■ WORK REQUIRED ■
Convert the entire listing below into a numbered list, one line per item, omitting any blank lines and excluding the pictures.

■ INPUT ■

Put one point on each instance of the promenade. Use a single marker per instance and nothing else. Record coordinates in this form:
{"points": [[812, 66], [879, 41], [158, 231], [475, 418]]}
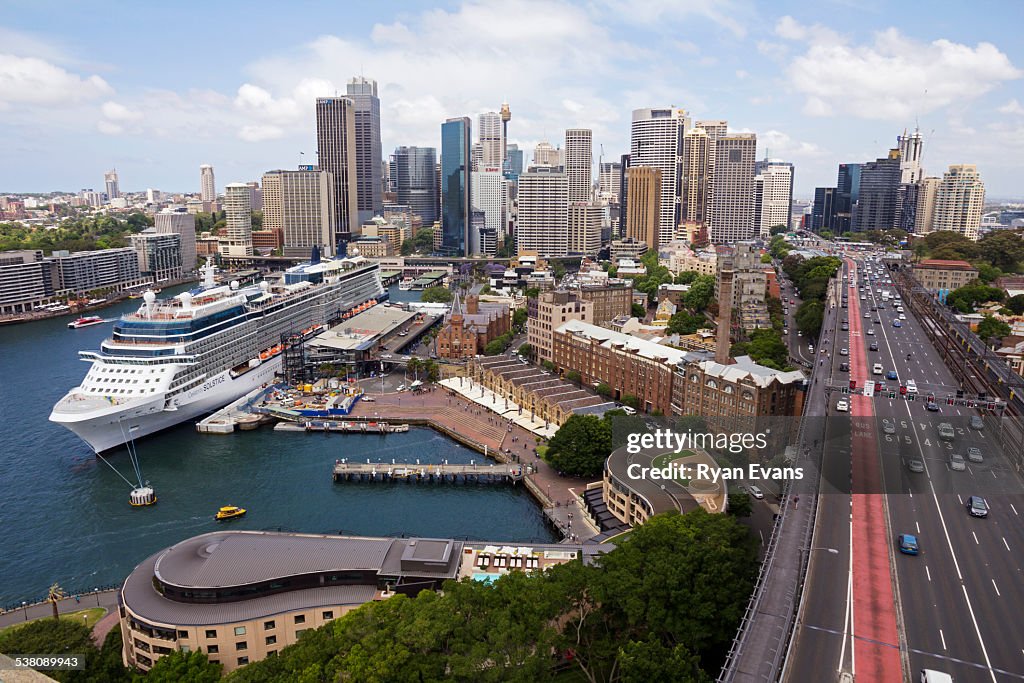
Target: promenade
{"points": [[483, 429]]}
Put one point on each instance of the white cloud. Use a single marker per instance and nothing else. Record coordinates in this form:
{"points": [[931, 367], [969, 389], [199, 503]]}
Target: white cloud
{"points": [[894, 78], [31, 81], [1013, 107]]}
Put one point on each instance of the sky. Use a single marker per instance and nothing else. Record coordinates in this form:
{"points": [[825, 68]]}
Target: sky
{"points": [[156, 89]]}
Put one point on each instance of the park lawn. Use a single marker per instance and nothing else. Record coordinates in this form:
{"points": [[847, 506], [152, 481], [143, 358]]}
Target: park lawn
{"points": [[88, 616]]}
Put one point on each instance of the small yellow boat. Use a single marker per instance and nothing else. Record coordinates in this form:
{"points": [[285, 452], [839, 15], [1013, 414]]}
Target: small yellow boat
{"points": [[229, 512]]}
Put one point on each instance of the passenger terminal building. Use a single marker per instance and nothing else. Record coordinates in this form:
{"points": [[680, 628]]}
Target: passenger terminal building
{"points": [[242, 596]]}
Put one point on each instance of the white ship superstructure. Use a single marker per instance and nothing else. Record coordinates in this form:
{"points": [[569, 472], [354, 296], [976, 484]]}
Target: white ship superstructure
{"points": [[175, 359]]}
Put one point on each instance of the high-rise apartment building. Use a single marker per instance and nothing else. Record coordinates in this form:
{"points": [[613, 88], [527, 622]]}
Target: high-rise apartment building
{"points": [[111, 182], [775, 199], [369, 173], [694, 177], [489, 195], [414, 176], [182, 223], [585, 227], [655, 139], [300, 204], [207, 186], [489, 129], [239, 216], [336, 150], [546, 155], [644, 210], [876, 209], [543, 217], [925, 211], [609, 180], [732, 206], [715, 128], [579, 164], [456, 189], [958, 201]]}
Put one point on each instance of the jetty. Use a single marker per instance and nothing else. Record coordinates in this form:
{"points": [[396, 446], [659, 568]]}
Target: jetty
{"points": [[433, 473], [351, 427]]}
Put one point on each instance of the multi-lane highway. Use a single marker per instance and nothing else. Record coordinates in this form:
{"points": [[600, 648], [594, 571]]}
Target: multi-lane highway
{"points": [[952, 605]]}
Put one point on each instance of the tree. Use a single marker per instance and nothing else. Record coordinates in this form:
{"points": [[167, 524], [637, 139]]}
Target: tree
{"points": [[700, 293], [740, 505], [1016, 304], [990, 328], [519, 318], [581, 445], [180, 666], [631, 400], [687, 276], [53, 637], [436, 295]]}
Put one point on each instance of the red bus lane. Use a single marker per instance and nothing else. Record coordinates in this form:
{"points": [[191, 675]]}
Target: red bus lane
{"points": [[877, 654]]}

■ EXPECTED ANSWER ■
1. Put one point on each instance of the promenade. Use a single marker per instance and nothing else. Record coordinates in this form:
2. {"points": [[812, 66], [879, 41], [158, 231], [475, 418]]}
3. Target: promenade
4. {"points": [[483, 429]]}
5. Put one point on each instance of the white cloud. Use a single marker per instance and nothing else. Record coordinates in this form:
6. {"points": [[931, 367], [969, 389], [199, 503]]}
7. Target: white cloud
8. {"points": [[894, 78], [31, 81], [1013, 107]]}
9. Put one point on each instance of the sky. Use a single marker per instance and nothing else. Record coordinates in this form:
10. {"points": [[825, 68]]}
11. Target: sky
12. {"points": [[156, 89]]}
13. Put one point on each instance of the park lawn. Use a single marker per instance and nothing else. Record coordinates in this form:
14. {"points": [[847, 506], [152, 481], [143, 358]]}
15. Target: park lawn
16. {"points": [[88, 616]]}
17. Put one point on each instance of the small yellow boat. Use a single marker per instance and nothing else. Record coordinates in this form:
18. {"points": [[285, 452], [839, 15], [1013, 414]]}
19. Target: small yellow boat
20. {"points": [[229, 512]]}
21. Put one point on each instance of the passenger terminal building. Use a single marker per instance and nothing else. Record coordinates in this form:
22. {"points": [[680, 628]]}
23. Target: passenger terminal building
24. {"points": [[242, 596]]}
25. Put one point on each instance of the white ship superstructure. Use a single marker per instance and nothing else. Record coordinates in this form:
26. {"points": [[569, 472], [354, 296], [976, 484]]}
27. Target: white ship superstructure
28. {"points": [[175, 359]]}
29. Put one point on each instance of the high-rise apartment building. Use a single marker per instance and nothing else. Record coordinates in this form:
30. {"points": [[613, 88], [527, 622]]}
31. Target: high-rise apartment building
32. {"points": [[111, 182], [775, 199], [369, 173], [694, 177], [489, 195], [414, 176], [182, 223], [585, 227], [655, 139], [300, 204], [207, 186], [489, 129], [239, 216], [336, 150], [546, 155], [644, 210], [876, 209], [543, 217], [925, 211], [609, 180], [732, 206], [715, 128], [579, 164], [456, 189], [958, 201]]}
33. Put one point on each instance of the jetty. Use a single marker per instance and nothing else. Record coordinates in this form:
34. {"points": [[396, 446], [659, 568]]}
35. Target: jetty
36. {"points": [[433, 473], [351, 427]]}
37. Put one point on each instance of the multi-lane highway. Use a single marker per instance and nothing else. Record coordinates in this form:
38. {"points": [[600, 648], [594, 571]]}
39. Target: multi-lane highway
40. {"points": [[952, 605]]}
41. Put one point on each instance of the tree. Use a single marker per instance and nothing else. Record coordinates in this form:
42. {"points": [[167, 524], [637, 139]]}
43. Target: tree
44. {"points": [[700, 293], [740, 505], [1016, 304], [990, 328], [519, 318], [581, 445], [180, 666], [631, 400], [687, 276], [53, 637], [436, 295]]}
45. Put one point on each instance of the red bus lane. Use a single marker per instance and nothing else. Record coordinates in this form:
46. {"points": [[191, 675]]}
47. Target: red bus lane
48. {"points": [[877, 654]]}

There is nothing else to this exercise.